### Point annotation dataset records
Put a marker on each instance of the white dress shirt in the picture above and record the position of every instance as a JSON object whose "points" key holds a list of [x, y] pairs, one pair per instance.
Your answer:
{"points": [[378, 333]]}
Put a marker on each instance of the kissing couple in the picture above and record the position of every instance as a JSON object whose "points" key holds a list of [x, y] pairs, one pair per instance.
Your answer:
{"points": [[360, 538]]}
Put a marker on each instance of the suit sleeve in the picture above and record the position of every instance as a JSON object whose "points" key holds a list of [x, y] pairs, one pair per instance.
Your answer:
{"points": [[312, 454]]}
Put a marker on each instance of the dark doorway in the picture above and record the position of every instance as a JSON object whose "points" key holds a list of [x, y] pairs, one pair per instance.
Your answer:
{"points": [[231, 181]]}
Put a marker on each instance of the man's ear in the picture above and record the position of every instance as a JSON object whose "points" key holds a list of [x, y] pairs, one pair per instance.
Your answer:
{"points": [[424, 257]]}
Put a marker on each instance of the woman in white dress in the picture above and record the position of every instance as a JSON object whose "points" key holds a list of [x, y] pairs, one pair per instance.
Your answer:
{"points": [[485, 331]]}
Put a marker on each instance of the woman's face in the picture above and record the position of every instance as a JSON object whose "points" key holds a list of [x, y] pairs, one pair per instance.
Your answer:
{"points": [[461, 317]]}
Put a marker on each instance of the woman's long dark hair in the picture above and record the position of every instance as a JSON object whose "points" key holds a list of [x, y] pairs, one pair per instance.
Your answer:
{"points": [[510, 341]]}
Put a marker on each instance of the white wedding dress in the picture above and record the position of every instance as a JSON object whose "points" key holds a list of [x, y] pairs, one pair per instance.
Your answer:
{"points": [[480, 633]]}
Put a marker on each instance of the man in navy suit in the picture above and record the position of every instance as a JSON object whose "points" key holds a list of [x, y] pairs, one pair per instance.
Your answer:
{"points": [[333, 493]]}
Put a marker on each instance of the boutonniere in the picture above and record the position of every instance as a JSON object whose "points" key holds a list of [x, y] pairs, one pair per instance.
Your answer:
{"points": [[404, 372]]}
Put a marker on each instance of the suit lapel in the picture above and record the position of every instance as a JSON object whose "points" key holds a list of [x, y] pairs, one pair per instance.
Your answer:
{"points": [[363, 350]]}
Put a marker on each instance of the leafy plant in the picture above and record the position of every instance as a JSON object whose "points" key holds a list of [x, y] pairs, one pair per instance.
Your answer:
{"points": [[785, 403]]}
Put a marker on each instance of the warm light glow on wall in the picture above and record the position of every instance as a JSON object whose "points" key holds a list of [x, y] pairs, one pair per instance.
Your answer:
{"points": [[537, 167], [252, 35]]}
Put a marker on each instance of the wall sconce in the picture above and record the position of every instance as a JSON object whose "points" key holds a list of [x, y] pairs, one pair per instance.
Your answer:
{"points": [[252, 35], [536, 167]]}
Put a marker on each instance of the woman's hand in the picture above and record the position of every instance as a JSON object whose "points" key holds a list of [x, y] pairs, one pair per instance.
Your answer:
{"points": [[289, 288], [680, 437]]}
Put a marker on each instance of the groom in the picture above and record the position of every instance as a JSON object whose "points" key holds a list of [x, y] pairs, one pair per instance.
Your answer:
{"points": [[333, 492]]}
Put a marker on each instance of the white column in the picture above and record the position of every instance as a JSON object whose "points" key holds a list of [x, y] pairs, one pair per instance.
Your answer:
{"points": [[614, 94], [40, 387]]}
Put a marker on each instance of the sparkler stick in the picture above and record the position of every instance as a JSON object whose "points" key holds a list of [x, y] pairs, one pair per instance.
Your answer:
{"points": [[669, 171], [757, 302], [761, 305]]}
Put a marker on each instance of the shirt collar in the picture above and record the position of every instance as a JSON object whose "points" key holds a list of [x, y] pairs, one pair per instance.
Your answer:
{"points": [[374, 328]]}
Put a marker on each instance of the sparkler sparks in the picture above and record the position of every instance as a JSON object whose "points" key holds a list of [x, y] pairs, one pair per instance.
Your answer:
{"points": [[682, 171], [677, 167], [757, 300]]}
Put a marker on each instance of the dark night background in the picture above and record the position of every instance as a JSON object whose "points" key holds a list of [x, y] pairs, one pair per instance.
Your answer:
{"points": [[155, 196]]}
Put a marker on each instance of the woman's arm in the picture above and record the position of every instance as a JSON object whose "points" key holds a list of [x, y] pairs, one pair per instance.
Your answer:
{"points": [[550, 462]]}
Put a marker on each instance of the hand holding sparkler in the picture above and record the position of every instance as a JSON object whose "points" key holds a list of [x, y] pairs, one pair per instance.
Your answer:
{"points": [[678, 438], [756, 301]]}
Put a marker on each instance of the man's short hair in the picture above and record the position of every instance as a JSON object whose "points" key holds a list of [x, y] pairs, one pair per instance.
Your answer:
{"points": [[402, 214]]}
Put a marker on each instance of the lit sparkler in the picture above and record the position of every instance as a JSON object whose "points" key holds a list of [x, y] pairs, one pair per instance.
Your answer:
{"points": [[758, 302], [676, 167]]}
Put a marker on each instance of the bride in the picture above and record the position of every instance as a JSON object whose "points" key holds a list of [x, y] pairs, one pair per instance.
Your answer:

### Set exercise
Retype every one of the records above, keeping each line word for word.

### Output for this exercise
Put a marker on each instance of the white dress shirt in the picture above and record the position of every instance as a JSON object whose "points" key holds a list of [x, y] pairs, one pair per instance.
Your answer:
{"points": [[378, 333]]}
Put a marker on each instance of the kissing couple in the picture above and record the position of every instance as a JSON object whose "points" key holds a list of [x, y] pairs, one pair per instance.
Your answer:
{"points": [[360, 538]]}
Put a marker on each instance of the suit sleeve in the picture above and record the position of every instance as a JSON object whose "points" key holds a list of [x, y] pairs, one pair per instance.
Your answer:
{"points": [[312, 454]]}
Put a marker on each instance of the dark doorway in the picture above and record the position of every instance as a JSON object whose "points" key holds a list of [x, y] pairs, one pair per instance.
Your answer:
{"points": [[231, 181]]}
Put a marker on each instance of the man's ear in the picture above and record the position of every instance as a JSON object whose "points" key holds a list of [x, y] pairs, one pair per instance.
Your answer:
{"points": [[424, 257]]}
Put a marker on each instance of the woman in white dress in the picture above and record the position of every instance as a JSON object whose "points" key holds a list of [x, y] pairs, one pair per instance.
Your answer:
{"points": [[485, 331]]}
Put a marker on each instance of the woman's face in the picture above and record the position of every instance as a JSON object whose "points" key holds a list of [x, y] pairs, one pair per instance.
Your answer:
{"points": [[461, 317]]}
Put a marker on each instance of the woman's long dark hair in the picture above and record the position of every instance as a JSON object whose "points" key holds a list of [x, y] pairs, one pair per instance.
Your answer:
{"points": [[510, 341]]}
Put a marker on each instance of the white wedding dress in the picture above and record the position of every instance as a JSON object whose "points" key holds a list of [x, y] pairs, one pair per instance.
Your answer:
{"points": [[480, 633]]}
Put a marker on each instance of the man in navy suit in the picture above and record the position of every instance as a JSON object whose "points" key holds a list of [x, y] pairs, one pair per instance.
Your answer:
{"points": [[333, 493]]}
Put a marker on each instance of the boutonniere in the picture above and record the position of every instance as a JSON object whose "points" key holds a list of [x, y] pairs, one pair per instance.
Your answer:
{"points": [[404, 372]]}
Put a marker on each instance of the suit lapel in the picture above and record the position of every instance as a JSON object whose "points" key holds a list of [x, y] pairs, one pair per instance.
Your answer:
{"points": [[363, 350]]}
Put a marker on each instance of the leafy plant in the picture above and record the position of every instance as a JSON object whose "points" key holds a list of [x, y] pairs, one pair per instance.
Your answer:
{"points": [[785, 403]]}
Put a marker on each instance of the warm light glow on wall in the picture above and record the position of every instance as a JSON object whose "points" key holds a list of [x, y] pairs, one pair per instance.
Your answer:
{"points": [[537, 167], [252, 35]]}
Put a marker on each instance of the wall sconce in the picture above and record the position of every instance as a JSON object whose "points" key holds a list of [x, y] pairs, one pair per instance.
Your answer:
{"points": [[252, 35], [536, 167]]}
Put a marker on each instance of the woman's hand in the picture above and record the position of every instance as a JSON object whose "points" key holds a list of [x, y] pairs, one pair per instance.
Your answer:
{"points": [[289, 288], [680, 437]]}
Put a marker on each instance of the groom in the picture above and record the position of every instance as a JSON object whose "points" key holds a list of [x, y] pairs, one pair per instance.
Your answer:
{"points": [[333, 492]]}
Put a marker on each instance of the white column in the picture above and record the position of every instance as a JSON object whose "points" key holds a list of [x, y] pairs, one pair per instance.
Your answer:
{"points": [[614, 94], [40, 387]]}
Put a marker on each instance of the sparkler stick in the picture above and record the position of every instance as a JSON object whose "points" key holds a list of [x, y] pairs, one pair per instance.
Your answer:
{"points": [[669, 171], [757, 302], [761, 305]]}
Put a marker on each instance of the shirt collar in the picture above and record the position of every instance as a JSON object whose "points" key holds a list of [x, y] pairs, one pair per instance.
Your answer:
{"points": [[374, 328]]}
Put a marker on each instance of the sparkler sparks in the picture above and record the position of every instance as a JSON object whose "points" key holds a list of [x, y] pairs, one pair per instance.
Your answer:
{"points": [[682, 171], [677, 167], [757, 300]]}
Put a marker on each instance of the dark night background in the picture above and record the position of every instance as a JSON object whose "points" key holds a list of [x, y] pairs, one pair per instance.
Your answer:
{"points": [[155, 196]]}
Put a marker on each instance of the woman's arm in the picture above and record the position of every instance as a JSON object whose "points" key holds a list of [x, y] pairs, one pair per instance.
Your answer:
{"points": [[550, 462]]}
Put a marker on each instance of the hand holding sparkler in the picture above and record the position of every instance as a JSON object whose "points" key holds a list of [x, y] pairs, one pair per instance.
Your answer:
{"points": [[678, 438], [756, 301]]}
Put a marker on each instance of the man's short hair in the picture above and record the position of every instance as a JSON object whose "points" key holds a list of [x, y] pairs, one pair per instance.
Your answer:
{"points": [[402, 214]]}
Put a marker on each instance of the lit sparkler in the picture above and record the position of every instance as a JSON object whose "points" key holds a list of [x, y] pairs, one pair per instance.
Your answer:
{"points": [[758, 302], [676, 167]]}
Put a marker on each instance of the bride in the picture above and record the position of every instance as a JSON object whose "points" key holds a list of [x, y] pairs, one pair per instance.
Your answer:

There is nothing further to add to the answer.